Goal: Convert every line of the rows below into a JSON array of strings, one string per line, skipping any blank lines.

Source records:
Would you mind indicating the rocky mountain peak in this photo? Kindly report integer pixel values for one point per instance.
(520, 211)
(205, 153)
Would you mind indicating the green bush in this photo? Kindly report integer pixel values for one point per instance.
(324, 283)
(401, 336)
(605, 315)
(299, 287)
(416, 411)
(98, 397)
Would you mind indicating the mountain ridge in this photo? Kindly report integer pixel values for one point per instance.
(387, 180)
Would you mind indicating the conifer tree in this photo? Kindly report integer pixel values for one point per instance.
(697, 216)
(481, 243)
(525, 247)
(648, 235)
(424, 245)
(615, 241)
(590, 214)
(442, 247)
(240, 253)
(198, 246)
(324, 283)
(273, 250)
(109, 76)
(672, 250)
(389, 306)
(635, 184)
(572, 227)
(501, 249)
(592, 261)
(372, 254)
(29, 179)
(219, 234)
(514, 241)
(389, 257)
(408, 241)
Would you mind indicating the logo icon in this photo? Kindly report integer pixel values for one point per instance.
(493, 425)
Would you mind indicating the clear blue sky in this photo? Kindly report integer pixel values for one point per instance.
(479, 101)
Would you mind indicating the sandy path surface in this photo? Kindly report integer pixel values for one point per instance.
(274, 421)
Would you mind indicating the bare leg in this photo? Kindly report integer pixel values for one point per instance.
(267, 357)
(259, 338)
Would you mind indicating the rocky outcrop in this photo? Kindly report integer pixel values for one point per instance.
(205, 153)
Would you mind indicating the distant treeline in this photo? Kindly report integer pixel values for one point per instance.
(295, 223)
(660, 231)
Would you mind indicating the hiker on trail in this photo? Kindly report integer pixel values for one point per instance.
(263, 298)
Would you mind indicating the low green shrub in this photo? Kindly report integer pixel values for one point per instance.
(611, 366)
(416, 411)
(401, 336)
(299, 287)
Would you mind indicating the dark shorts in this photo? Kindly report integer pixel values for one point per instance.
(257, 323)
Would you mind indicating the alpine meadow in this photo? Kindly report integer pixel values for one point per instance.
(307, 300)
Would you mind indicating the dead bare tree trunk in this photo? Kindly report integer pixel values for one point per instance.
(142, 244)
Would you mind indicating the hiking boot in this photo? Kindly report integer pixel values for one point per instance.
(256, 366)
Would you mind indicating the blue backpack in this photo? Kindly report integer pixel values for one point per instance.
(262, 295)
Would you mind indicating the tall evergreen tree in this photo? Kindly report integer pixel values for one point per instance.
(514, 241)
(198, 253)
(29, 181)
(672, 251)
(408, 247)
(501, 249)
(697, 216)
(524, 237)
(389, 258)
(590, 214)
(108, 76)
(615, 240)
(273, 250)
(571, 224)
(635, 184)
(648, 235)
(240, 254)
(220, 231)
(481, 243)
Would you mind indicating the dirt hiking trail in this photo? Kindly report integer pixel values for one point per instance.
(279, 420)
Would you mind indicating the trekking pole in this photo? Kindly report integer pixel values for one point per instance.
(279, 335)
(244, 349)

Solution to this problem:
[
  "Would you mind indicating the rocky mountain peak in this photo? Kindly report integer pixel values for one point per instance.",
  "(520, 211)",
  "(205, 153)",
  "Would you mind indicating the green bush in this photo? Kindly report integer pixel values for one point per instance.",
  "(324, 283)",
  "(401, 336)",
  "(605, 315)",
  "(299, 287)",
  "(416, 411)",
  "(98, 397)",
  "Would you mind indicating the mountain ridge in this photo? Kindly report integer pixel values for one point per instance.",
  "(387, 180)",
  "Would you mind indicating the conifer tree in this photo? Kindly report integer pixel values for one point per instance.",
  "(697, 216)",
  "(481, 243)",
  "(525, 247)",
  "(648, 235)",
  "(424, 245)",
  "(615, 241)",
  "(590, 214)",
  "(442, 247)",
  "(240, 253)",
  "(198, 246)",
  "(324, 283)",
  "(273, 250)",
  "(109, 76)",
  "(672, 250)",
  "(389, 306)",
  "(635, 184)",
  "(572, 227)",
  "(501, 249)",
  "(592, 261)",
  "(372, 254)",
  "(29, 179)",
  "(219, 234)",
  "(514, 241)",
  "(389, 257)",
  "(408, 241)",
  "Would you mind indicating the logo icon in this photo? Kindly report integer pixel values for one point per instance.",
  "(493, 425)",
  "Would you mind indicating the clear blue sky in this photo? Kindly report integer pixel values for one point per instance.",
  "(479, 101)",
  "Would you mind indicating the sandy path surface in this photo? Kindly report integer pixel values for one point per instance.",
  "(274, 421)",
  "Would you mind indicating the bare leg in this photo? Kindly report integer pixel values for one point per instance.",
  "(267, 357)",
  "(259, 338)",
  "Would you mind indicating the rocky outcrop in this photo? Kindly report integer pixel values for one point per instance.",
  "(205, 153)",
  "Would you mind indicating the distant treeline in this photo? Kindly report integer pixel values for one point per instance.",
  "(295, 223)",
  "(660, 231)",
  "Would you mind indicating the hiker on trail in this photo? Kindly report integer pixel values for one point per instance.",
  "(263, 298)",
  "Would you mind indicating the low green shrub in this photo? Kindly report integer pixel values for one point per instance.",
  "(611, 366)",
  "(416, 411)",
  "(401, 336)",
  "(299, 287)",
  "Would you mind indicating the dark shorts in this photo? Kindly report integer pixel values for one point per instance.",
  "(257, 323)",
  "Would you mind indicating the alpine meadow in this photo? Kindly report integer pixel values for one point per instance.",
  "(307, 300)",
  "Would you mind indicating the dead bare tree trunk in this photo? Kindly report integer pixel values for one point per instance.",
  "(142, 244)",
  "Would you mind indicating the hiking boot in this photo? Kindly report integer pixel values for one point per instance.",
  "(256, 366)",
  "Would you mind indicating the blue backpack in this photo? Kindly report integer pixel values for one point per instance.",
  "(262, 295)",
  "Would you mind indicating the tall evergreen tree in this photo? Kindly report integer pixel values for one point per instance.",
  "(514, 241)",
  "(198, 253)",
  "(29, 181)",
  "(672, 251)",
  "(408, 247)",
  "(501, 249)",
  "(697, 216)",
  "(524, 237)",
  "(389, 258)",
  "(590, 214)",
  "(108, 76)",
  "(615, 240)",
  "(273, 250)",
  "(571, 224)",
  "(635, 184)",
  "(648, 235)",
  "(240, 254)",
  "(220, 231)",
  "(481, 243)",
  "Would you mind indicating the dirt hiking trail in this photo? Kindly report integer pixel values for one point per instance.",
  "(279, 420)",
  "Would you mind indicating the trekking pole in this photo? Kindly report integer pixel values for one point per instance.",
  "(279, 335)",
  "(244, 349)"
]